Every line of the data below must be output exactly, with images left out.
══════════
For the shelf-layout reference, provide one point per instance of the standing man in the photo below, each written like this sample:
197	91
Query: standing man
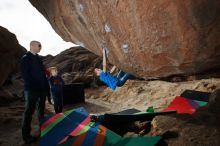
36	88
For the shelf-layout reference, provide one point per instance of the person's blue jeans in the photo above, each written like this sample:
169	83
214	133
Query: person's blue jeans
58	101
33	99
122	78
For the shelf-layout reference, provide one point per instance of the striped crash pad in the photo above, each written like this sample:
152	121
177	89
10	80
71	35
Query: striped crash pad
75	128
129	116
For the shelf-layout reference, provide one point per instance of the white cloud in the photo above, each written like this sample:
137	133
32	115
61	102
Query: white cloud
22	19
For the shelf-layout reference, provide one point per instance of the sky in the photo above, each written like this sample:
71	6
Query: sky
22	19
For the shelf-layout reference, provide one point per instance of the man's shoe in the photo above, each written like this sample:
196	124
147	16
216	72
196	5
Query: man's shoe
30	140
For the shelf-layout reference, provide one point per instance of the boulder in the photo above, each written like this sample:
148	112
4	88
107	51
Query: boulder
75	64
145	37
10	54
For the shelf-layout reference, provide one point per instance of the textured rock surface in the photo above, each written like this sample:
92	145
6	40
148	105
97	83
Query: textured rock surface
145	37
75	64
10	54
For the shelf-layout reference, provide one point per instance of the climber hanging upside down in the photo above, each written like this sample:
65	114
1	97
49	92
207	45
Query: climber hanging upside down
107	77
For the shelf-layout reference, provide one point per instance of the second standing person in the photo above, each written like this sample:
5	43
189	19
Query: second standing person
56	88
══════════
• [Result]:
For the shelf-layout reference, provide one point per instance of the standing man in the photo below, each written like this sample:
197	91
Query: standing man
36	88
For the shelf-layout reference, provide one point per instance of the person's blue jeans in the photo above, each written like this sample:
169	83
214	133
Query: person's blue jeans
58	101
33	99
122	78
For the shelf-layout reference, provide one point per instance of the striped crash pad in the photo above, each written like this sample:
152	121
177	89
10	80
71	35
Query: striped crash pad
75	128
129	116
For the shelf-layout reference, provide one point per instance of the white cloud in the photo above, each written like this sample:
137	133
32	115
61	102
Query: white cloud
22	19
For the shelf-layout reference, provide one point per instance of the sky in the photo above, each written like this sample:
71	6
Query: sky
22	19
For the shelf-layout reference, provide one point per instance of the man's shoe in the photo above, each written like this sample:
196	124
147	16
216	72
196	5
Query: man's shoe
30	140
For the shelf-layout reference, provide one point per instance of the boulder in the photo above, each written like this sample:
148	112
4	88
107	51
Query: boulder
75	64
145	37
10	54
For the shelf-layout reference, provide one point per instance of the textured rock surface in the photo above, each written like this sample:
92	145
6	40
148	105
97	83
Query: textured rock surface
145	37
75	64
10	54
For the shelf-layout reference, provide one point per instance of the climber hanging upside down in the photo above, each written like this sample:
65	114
1	97
49	92
207	45
Query: climber hanging upside down
107	77
For the shelf-layout reference, provide one point per instance of the second standing person in the photo above, each written like this sample:
5	43
189	19
Query: second standing person
56	88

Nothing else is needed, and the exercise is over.